Source data START

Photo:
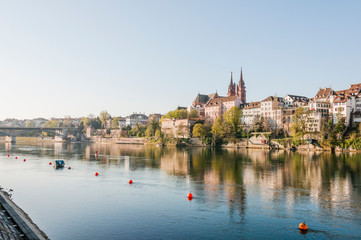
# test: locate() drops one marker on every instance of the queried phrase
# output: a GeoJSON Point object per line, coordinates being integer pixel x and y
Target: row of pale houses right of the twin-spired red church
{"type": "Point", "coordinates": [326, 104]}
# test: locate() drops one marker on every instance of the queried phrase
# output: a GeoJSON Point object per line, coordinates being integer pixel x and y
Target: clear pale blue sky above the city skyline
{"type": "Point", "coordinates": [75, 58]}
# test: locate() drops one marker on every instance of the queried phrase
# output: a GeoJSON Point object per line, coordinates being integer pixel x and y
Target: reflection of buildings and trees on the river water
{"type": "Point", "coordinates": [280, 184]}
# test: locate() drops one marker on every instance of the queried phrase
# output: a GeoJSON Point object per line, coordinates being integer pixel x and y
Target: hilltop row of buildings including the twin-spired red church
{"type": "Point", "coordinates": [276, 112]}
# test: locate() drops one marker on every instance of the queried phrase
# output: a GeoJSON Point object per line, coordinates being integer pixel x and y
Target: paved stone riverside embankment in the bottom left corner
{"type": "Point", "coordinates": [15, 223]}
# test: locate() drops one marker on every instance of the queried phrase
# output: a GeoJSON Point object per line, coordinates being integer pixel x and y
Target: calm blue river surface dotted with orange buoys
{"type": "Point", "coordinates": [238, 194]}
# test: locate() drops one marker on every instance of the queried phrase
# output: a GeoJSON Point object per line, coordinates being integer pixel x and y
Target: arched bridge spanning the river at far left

Source data END

**Assignment**
Please transcribe all of the entries exactly and omit any picture they hold.

**Result for this exercise**
Photo:
# test: locate() drops one marker on every instance of the queried phrase
# output: a GeoJSON Point object per line, coordinates being integer pixel x and y
Target: row of pale houses right of the twin-spired red church
{"type": "Point", "coordinates": [326, 104]}
# test: locate() drops one marker on every instance of the queried phrase
# output: a GeoJSON Point object per line, coordinates being integer pixel x and y
Target: clear pale blue sky above the city skyline
{"type": "Point", "coordinates": [75, 58]}
# test: locate() drops one marker on every instance of the queried phrase
# output: a GeoJSON Point object per line, coordinates being integer pixel x and y
Target: reflection of buildings and trees on the river water
{"type": "Point", "coordinates": [280, 184]}
# test: locate() drops one marker on every instance of the queried phrase
# output: a GeoJSON Point object per line, coordinates being integer pixel x and y
Target: hilltop row of buildings including the twin-spired red church
{"type": "Point", "coordinates": [276, 112]}
# test: locate() drops one marker on every instance of the queried phrase
# output: a GeoJSON Point object per line, coordinates being integer pixel x and y
Target: paved stone riverside embankment in the bottom left corner
{"type": "Point", "coordinates": [15, 223]}
# test: locate() drops one marker on every instance of the queried phrase
# output: a GeoJSON Point object per line, coordinates being integer pixel x and y
Target: calm blue river surface dotted with orange buoys
{"type": "Point", "coordinates": [238, 194]}
# test: locate() drops one marker on every instance of the queried phrase
# output: a GeoJSON Point object per line, coordinates being integer pixel x and y
Target: arched bridge spanning the river at far left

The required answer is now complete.